■ QUESTIONS TO ANSWER ■
1. According to the Alan Wake review, how does the game's own box art describe it?
2. From the Alan Wake review, give again everything from "-Solid combat mechanics" down to "and I’ll explain.".

■ PASSAGE PROVIDED ■
+---+

Alan Wake Review – Fear The Dark

Tuesday, June 1st, 2010


-Solid combat mechanics

-Some intriguing storytelling

-Some impressive atmospheric moments


-Major lack of atmospheric focus

-Some awkward storytelling

-Repetitive gameplay

Alan Wake is a strange beast. Billed on its own boxart as a “psychological action thriller,” Alan Wake is a solid action/horror experience built on some solid gameplay mechanics. It tells a clever, twisting story that managed to hold my interest until the end. And, at its finest, it does garner some atmospheric merit. But while Alan Wake does many things well, it never manages to jump off the page in any meaningful way. The result is a game that is fun to play, but ultimately, rather unfulfilling. Read on, and I’ll explain.


Alan Wake often draws comparison to Quantic Dream’s interactive thriller, Heavy Rain. The only real reason for this is that both games share an emphasis on storytelling. Alan Wake is (or attempts to be) a psychological thriller, filled with all the mystery, intrigue, and plot twists that you’d expect. The premise is quite basic, and quite familiar: Alan Wake is a struggling writer, hoping to enjoy a quiet vacation with his wife, Alice Wake, in Bright Falls – a quaint (read: absurdly fucking creepy) little mountain town. Unfortunately for Mr. Wake, things go wrong mere moments after he checks into his cabin. Alice is assaulted and thrown into an icy lake to drown. Alan dives after her, but quickly blacks out. He wakes up a week later, with no memory of what’s occurred in the last seven days – the last thing he remembers is the drowning figure of his wife. From there, shit just gets crazy, for lack of a better phrase. Alan soon discovers that the events unfolding around him are the living manifestation of a novel he wrote – with himself as the main character.

I won’t discuss specifics any further. Credit must be given where it’s due: Alan Wake’s storytelling has some real merit. The concept is quite clever indeed, and it’s a mystery that’ll keep you guessing until the end. Unfortunately, though, as clever as the plot may be, the execution often falters. While playing Alan Wake, it’s difficult not to draw comparisons to several other comparable stories – Silent Hill, Shutter Island, The X-Files, Secret Window… the list could go on, frankly. It’s actually somewhat vexing, as is the game’s liberal use of tired, clichéd horror conventions. Sure, the horror genre is built on certain conventions, but Alan Wake seems to go out if its way to include each and every one of them. Creepy little resort town with a dark secret? Check. Old woman with cryptic, forboding words that come true later? Check. Missing wife? Check. Dudes with chainsaws? Check. Check, check, check, it’s all there. I promise.

+---+

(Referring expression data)
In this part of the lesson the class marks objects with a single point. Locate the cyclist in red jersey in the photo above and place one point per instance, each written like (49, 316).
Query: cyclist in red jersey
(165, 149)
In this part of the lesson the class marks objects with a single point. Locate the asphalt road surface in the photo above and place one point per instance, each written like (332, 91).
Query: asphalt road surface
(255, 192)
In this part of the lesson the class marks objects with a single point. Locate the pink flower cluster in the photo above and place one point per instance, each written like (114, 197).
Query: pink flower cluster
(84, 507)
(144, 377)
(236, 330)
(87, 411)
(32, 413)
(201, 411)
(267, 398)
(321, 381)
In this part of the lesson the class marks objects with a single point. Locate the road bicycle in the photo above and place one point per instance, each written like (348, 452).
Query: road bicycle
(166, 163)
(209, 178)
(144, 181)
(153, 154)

+---+

■ RESULTS FOR THE EXERCISE ■
1. As a "psychological action thriller."

2.
-Solid combat mechanics

-Some intriguing storytelling

-Some impressive atmospheric moments


-Major lack of atmospheric focus

-Some awkward storytelling

-Repetitive gameplay

Alan Wake is a strange beast. Billed on its own boxart as a “psychological action thriller,” Alan Wake is a solid action/horror experience built on some solid gameplay mechanics. It tells a clever, twisting story that managed to hold my interest until the end. And, at its finest, it does garner some atmospheric merit. But while Alan Wake does many things well, it never manages to jump off the page in any meaningful way. The result is a game that is fun to play, but ultimately, rather unfulfilling. Read on, and I’ll explain.